> _INSTRUCTION 1_
In the passage on memoization for QKD network simulation, what capacity does the LRU cache have?
> _INSTRUCTION 2_
Count the lines of the records that contain the string "pointed", and give only the number.

We also explore the memoization method [34] to further speed up the simulation. Memoization enables the simulator to cache results of selected expensive functions. We conducted CPU profiling while running QKD network simulation experiments and observed that the transformation of quantum states involves matrix multiplication, which is a CPU-intensive task. Such transformation occurs on almost all photons and causes massive repetitive computation. Therefore, we decided to apply memoization for the quantum state transformation information to speed up the simulation. For example, we performed a CPU profile for the simulation of a two-terminal QKD network as shown in Figure 1 and the matrix calculation consumes around 25.9% time. In a QKD network, the matrix calculation is mainly used for the measurement of detectors with a small portion used for the noise model of quantum channels. For example, researchers measured the noise level at about 5.6% to 7.3% of the total measurement operations from a physical testbed [21]. The quantum state of photon and the basis of measurement are the two primary factors for computing the measurement of detectors. For example, the BB84 protocol requires four quantum states and two bases, so there are at most eight combinations of the quantum state and basis as long as the noise on the quantum channel does not modify the quantum state of photon. For the security of QKD protocol, the noise on quantum channels cannot be arbitrarily large. Therefore, we assume the majority of transmitted photons are not affected by the noise on the channel. This assumption motivates us to use the least recently used (LRU) cache to memorize the results of the matrix calculation. We implemented a fixed-size LRU cache (capacity = 2,000 entries), and each entry of cache consumes 168 bytes. The memory overhead from the LRU cache is around 336 KB. The computational overhead of cache is also low. We measured the time for getting results from the cache and putting results to cache using the sequential simulation of the 128-node ring network. Experimental results indicate that the computational overhead introduced by the LRU cache is very low. It takes 1.59 seconds for the get operations and 5.2 ms for the put operations to complete. The same example in Section 3.1 now only takes 5.75% execution time on the measurement of detectors.

> _INPUT ROWS_
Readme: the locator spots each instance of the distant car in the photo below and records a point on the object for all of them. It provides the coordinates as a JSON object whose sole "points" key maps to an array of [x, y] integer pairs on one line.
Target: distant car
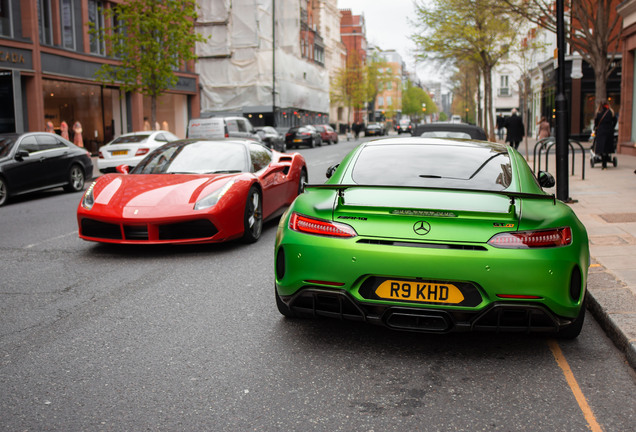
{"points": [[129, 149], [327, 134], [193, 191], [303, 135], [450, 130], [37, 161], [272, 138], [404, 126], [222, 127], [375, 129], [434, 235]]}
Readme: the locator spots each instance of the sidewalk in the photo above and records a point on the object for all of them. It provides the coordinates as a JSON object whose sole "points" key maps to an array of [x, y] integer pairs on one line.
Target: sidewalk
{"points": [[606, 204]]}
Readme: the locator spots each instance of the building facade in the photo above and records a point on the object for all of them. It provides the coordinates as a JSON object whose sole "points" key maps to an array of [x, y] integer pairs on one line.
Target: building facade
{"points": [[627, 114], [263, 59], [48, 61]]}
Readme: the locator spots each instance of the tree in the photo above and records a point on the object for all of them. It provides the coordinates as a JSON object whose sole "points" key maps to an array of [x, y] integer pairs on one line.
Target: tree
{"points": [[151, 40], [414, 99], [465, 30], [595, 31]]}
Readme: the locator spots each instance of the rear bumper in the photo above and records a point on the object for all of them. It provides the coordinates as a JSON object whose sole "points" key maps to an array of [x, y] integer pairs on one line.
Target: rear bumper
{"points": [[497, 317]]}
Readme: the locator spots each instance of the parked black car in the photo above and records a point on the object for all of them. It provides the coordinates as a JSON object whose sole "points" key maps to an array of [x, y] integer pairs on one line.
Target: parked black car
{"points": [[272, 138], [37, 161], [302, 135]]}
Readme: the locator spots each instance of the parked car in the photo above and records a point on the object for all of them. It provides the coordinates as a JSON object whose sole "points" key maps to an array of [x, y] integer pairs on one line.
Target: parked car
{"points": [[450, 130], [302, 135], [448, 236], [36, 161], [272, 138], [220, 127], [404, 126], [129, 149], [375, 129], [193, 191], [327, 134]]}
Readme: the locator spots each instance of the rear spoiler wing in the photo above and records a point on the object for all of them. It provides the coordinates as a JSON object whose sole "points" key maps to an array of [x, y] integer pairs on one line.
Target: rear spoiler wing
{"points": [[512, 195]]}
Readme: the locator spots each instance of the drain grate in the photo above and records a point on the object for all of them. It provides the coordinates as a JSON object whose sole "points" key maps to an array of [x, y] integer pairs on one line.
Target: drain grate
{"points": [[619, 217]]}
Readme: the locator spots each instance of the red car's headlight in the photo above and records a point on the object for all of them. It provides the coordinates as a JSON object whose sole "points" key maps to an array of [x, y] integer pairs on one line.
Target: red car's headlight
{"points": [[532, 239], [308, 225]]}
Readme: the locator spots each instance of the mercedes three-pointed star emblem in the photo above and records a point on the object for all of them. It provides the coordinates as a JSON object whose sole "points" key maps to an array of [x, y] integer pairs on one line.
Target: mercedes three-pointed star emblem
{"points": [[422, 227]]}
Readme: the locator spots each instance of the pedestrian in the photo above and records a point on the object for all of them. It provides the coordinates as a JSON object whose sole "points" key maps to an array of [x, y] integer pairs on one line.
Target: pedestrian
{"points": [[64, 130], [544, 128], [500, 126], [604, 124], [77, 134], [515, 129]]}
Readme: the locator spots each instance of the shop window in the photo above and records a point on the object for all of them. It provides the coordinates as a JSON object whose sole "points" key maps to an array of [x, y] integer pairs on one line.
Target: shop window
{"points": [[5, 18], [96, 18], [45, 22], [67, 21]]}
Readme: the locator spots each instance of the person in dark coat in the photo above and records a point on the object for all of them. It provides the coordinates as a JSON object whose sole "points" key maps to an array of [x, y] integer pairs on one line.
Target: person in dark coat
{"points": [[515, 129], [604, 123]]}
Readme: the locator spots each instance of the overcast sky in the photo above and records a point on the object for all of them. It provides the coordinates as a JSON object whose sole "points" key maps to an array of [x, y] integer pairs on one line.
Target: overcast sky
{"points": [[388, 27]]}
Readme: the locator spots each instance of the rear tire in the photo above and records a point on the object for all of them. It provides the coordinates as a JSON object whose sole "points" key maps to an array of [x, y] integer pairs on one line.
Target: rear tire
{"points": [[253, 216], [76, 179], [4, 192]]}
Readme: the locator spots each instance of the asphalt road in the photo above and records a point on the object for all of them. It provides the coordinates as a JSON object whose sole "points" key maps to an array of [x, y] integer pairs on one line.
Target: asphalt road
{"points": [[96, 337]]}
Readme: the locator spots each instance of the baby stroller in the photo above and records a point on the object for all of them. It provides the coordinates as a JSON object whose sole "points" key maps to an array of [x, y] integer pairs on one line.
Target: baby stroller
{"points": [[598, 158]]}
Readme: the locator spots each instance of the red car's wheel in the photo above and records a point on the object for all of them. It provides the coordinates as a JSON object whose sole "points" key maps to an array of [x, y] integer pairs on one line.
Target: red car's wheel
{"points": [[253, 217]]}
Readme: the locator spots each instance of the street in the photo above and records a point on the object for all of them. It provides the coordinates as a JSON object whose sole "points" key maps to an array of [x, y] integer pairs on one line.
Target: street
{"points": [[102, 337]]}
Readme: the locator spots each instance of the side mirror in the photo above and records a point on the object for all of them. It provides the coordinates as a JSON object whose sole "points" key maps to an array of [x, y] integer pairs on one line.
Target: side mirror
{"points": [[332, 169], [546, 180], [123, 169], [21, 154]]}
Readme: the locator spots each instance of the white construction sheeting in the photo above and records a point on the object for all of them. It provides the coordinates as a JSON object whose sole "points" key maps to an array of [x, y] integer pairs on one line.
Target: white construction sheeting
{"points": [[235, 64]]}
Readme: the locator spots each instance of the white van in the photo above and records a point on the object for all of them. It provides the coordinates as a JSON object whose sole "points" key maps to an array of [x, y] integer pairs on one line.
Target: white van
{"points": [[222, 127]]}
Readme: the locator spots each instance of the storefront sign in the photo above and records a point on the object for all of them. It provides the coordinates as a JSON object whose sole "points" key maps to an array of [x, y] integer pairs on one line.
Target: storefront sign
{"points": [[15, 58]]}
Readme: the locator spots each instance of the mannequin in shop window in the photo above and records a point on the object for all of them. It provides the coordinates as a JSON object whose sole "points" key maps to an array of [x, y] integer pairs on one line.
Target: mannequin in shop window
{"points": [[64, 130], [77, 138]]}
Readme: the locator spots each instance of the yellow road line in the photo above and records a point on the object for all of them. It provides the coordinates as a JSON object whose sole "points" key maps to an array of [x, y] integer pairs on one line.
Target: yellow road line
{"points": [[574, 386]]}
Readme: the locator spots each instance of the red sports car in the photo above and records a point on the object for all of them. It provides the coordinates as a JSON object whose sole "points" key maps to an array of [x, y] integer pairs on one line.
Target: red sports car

> _CORRECT OUTPUT 1_
2,000 entries.

> _CORRECT OUTPUT 2_
2